Stated task | Rewrite everything from the start of the records down to and including the line containing "[451,136,533,178]". Leave every line that is not an answer unchanged, and shift each bounding box coordinate in the answers by adding 44 to it.

Material to process |
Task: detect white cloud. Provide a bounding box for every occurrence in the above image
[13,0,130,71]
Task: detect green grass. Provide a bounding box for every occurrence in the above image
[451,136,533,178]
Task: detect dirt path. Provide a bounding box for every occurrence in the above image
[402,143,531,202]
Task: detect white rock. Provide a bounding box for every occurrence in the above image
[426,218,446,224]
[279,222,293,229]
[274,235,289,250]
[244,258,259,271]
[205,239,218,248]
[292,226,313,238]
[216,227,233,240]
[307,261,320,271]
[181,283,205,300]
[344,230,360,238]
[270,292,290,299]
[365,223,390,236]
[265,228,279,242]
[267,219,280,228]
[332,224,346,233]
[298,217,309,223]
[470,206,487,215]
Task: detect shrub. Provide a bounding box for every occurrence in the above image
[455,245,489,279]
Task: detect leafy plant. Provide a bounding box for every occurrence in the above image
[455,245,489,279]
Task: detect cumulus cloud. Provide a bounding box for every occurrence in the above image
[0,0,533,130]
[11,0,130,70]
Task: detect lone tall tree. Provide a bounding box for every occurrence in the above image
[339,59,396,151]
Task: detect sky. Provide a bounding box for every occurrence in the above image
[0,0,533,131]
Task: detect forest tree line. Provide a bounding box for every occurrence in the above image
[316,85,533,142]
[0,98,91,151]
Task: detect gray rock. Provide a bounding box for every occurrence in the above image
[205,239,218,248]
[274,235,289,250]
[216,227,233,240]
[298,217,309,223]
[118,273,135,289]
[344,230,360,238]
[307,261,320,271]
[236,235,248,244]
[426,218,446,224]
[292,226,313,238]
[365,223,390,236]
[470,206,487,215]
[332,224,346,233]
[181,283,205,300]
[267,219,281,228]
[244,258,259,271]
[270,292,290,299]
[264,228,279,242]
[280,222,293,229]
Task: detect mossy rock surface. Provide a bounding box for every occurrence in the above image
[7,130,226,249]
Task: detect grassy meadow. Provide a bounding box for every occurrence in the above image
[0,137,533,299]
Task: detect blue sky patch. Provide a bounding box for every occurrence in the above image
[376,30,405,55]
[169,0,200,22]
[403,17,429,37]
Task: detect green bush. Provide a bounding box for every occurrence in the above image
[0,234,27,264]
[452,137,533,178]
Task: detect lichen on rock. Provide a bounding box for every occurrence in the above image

Reply to the task |
Task: detect white cloud. Provide a bounding box for every occurrence in the above image
[57,44,174,115]
Task: detect green grass. Provide a bounding box for every occurrence in the above image
[495,180,577,222]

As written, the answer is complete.